• **Task statement**
Convert the lines from the one containing "[pin] mountain ridge" through the last line, inclusive, into a Markdown table with the columns Row and Line, numbering each line and leaving out blank ones. Omit the pictures from the table.
[START Recorded information]
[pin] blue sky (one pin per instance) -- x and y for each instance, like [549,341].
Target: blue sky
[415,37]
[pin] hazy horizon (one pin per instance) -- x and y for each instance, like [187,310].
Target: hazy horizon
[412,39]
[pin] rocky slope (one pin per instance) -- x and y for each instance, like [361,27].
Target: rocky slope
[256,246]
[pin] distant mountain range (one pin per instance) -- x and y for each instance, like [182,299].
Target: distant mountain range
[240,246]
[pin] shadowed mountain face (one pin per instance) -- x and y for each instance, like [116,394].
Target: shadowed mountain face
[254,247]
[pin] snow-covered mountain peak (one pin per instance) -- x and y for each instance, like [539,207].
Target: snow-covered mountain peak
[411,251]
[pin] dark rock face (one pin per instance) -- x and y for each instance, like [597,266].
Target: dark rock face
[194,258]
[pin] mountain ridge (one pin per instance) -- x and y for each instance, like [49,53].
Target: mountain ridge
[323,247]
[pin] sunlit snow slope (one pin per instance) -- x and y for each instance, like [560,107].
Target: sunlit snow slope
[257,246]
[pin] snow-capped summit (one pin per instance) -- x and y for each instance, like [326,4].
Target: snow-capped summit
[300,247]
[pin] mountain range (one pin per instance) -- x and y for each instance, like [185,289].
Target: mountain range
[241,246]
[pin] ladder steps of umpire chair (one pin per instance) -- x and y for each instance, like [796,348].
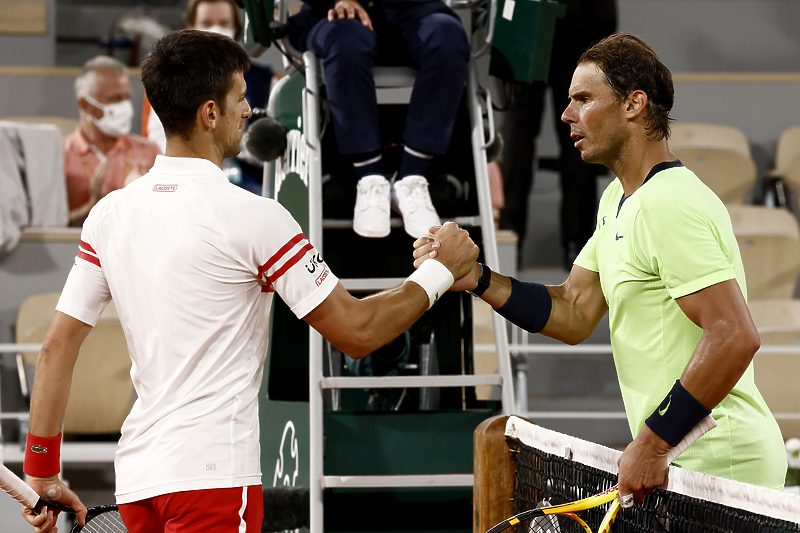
[END Recorded information]
• **Task response**
| Row | Line |
|---|---|
| 1 | [pin] mountain ridge (one pin per instance) -- x and y for each instance, like [49,53]. |
| 2 | Target: mountain ridge |
| 3 | [323,247] |
| 4 | [pin] sunlit snow slope (one pin per instance) -- x and y for each instance, like [560,107]. |
| 5 | Target: sunlit snow slope |
| 6 | [257,246] |
| 7 | [pin] snow-capped summit (one pin per instance) -- x and y for each instance, like [326,4]. |
| 8 | Target: snow-capped summit |
| 9 | [300,247] |
| 10 | [pin] mountain range (one pin per instance) -- x and y for each instance, like [185,289]. |
| 11 | Target: mountain range |
| 12 | [241,246] |
| 13 | [pin] ladder steps of umpire chair (one pin per instance) -- x and y for each instance, like [796,348]. |